- Problem to solve:
From the listing below, extract each line that contains the string "blue", copying every such line in full. Match capitalization as well as spelling.

- Listing:
::::::::::
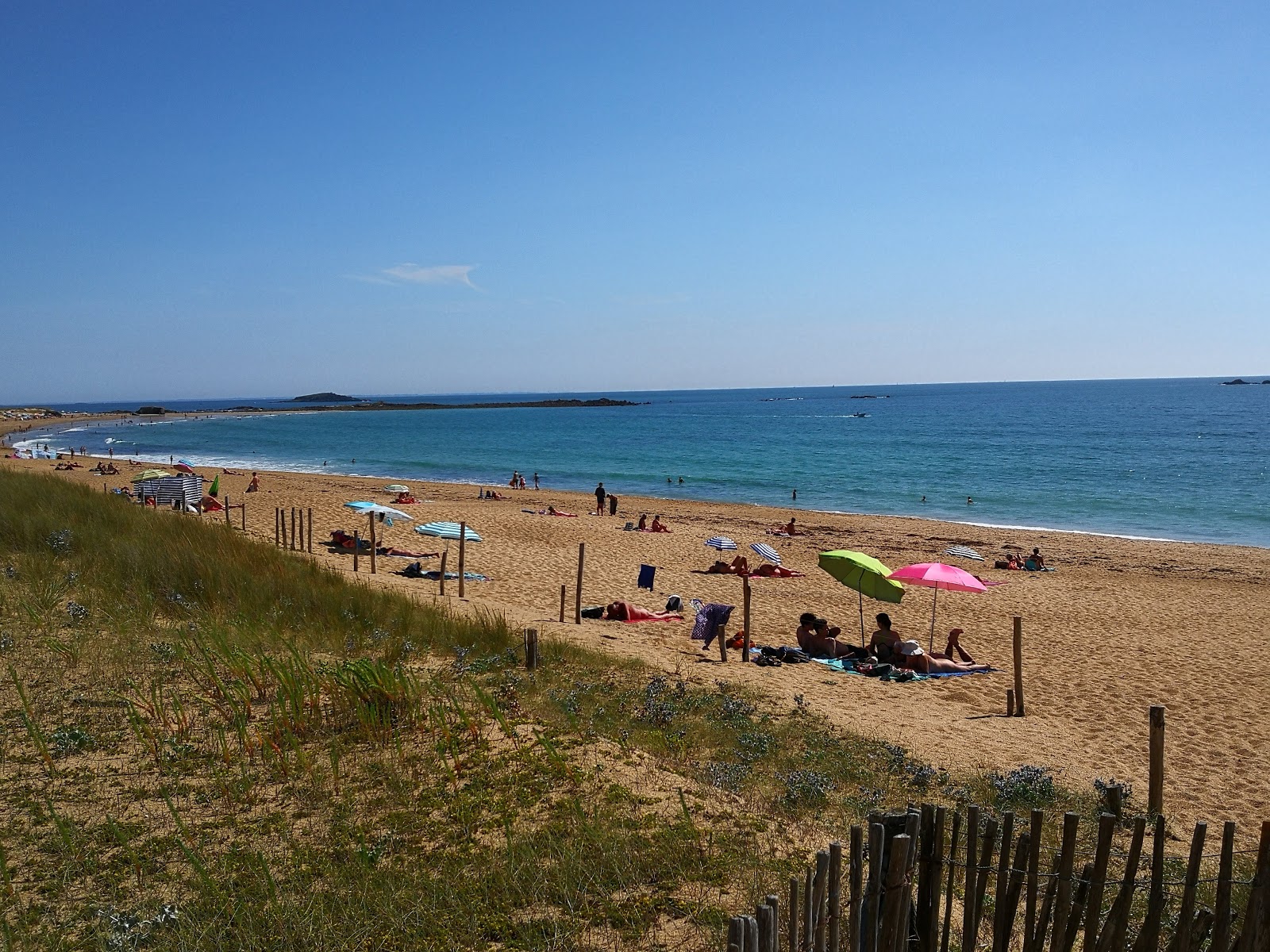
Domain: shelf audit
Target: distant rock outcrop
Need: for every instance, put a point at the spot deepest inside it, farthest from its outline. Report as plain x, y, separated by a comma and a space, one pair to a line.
325, 397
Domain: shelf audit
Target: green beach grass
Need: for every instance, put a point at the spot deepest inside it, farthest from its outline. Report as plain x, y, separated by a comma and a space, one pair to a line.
210, 743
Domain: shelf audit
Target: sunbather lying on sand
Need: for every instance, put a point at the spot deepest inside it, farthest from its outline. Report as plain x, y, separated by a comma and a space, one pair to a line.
737, 566
775, 571
819, 640
406, 552
908, 654
626, 612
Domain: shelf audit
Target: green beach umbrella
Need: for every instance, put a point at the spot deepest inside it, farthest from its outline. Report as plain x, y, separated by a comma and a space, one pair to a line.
864, 574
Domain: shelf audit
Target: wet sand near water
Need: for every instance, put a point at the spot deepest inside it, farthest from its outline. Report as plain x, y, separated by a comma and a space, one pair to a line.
1122, 625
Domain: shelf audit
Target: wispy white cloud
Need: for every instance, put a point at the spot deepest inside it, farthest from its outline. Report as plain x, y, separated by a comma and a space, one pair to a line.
410, 273
432, 274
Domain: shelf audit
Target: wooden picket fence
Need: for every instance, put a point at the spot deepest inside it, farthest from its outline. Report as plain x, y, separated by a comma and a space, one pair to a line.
1010, 900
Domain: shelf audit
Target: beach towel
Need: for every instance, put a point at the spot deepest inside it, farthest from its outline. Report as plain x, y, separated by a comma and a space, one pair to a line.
710, 617
850, 668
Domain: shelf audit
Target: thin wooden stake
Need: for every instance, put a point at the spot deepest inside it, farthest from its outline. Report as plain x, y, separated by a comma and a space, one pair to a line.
1111, 937
577, 592
1187, 909
531, 649
1019, 666
972, 869
1222, 905
937, 881
856, 894
948, 892
463, 562
821, 890
1064, 899
895, 904
835, 896
1149, 937
791, 936
1034, 835
1156, 778
981, 880
1007, 839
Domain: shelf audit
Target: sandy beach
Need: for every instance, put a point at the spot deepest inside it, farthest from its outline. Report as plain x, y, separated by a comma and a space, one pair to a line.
1119, 626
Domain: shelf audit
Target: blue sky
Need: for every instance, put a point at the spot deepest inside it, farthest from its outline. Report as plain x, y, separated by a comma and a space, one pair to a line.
222, 200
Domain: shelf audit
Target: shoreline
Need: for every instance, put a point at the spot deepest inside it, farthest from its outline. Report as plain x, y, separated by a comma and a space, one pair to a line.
1103, 635
271, 467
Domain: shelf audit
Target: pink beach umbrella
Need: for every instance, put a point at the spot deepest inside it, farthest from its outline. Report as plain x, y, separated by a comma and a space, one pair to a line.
937, 575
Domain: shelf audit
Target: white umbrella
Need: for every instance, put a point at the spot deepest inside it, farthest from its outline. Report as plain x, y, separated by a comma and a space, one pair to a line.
446, 530
379, 509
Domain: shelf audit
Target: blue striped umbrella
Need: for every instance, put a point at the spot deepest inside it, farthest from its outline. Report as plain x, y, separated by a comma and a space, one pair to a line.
446, 530
766, 551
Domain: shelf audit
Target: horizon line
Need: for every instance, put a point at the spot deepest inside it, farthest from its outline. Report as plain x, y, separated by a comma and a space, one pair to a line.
664, 390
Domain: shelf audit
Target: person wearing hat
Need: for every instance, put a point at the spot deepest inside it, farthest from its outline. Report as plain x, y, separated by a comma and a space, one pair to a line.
908, 654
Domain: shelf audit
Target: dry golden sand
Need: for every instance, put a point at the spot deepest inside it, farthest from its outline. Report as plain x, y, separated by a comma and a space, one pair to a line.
1121, 626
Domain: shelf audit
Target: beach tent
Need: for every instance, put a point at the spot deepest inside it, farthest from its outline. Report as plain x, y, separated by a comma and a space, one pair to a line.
165, 489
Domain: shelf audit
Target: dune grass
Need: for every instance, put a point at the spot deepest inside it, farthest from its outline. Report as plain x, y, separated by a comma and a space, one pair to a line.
211, 743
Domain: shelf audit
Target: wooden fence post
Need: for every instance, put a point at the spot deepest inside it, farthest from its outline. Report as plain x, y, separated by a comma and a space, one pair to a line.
1066, 863
463, 560
1034, 833
1094, 907
1111, 936
821, 890
1222, 905
835, 896
972, 871
1149, 937
855, 895
1156, 778
870, 924
948, 892
1187, 912
791, 932
1019, 666
531, 649
577, 594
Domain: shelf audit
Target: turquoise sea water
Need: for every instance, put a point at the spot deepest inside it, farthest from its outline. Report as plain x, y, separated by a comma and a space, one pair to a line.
1172, 459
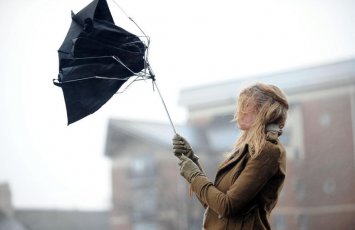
::::::::::
- Task output:
Target: blue sky
Target: blue striped umbrella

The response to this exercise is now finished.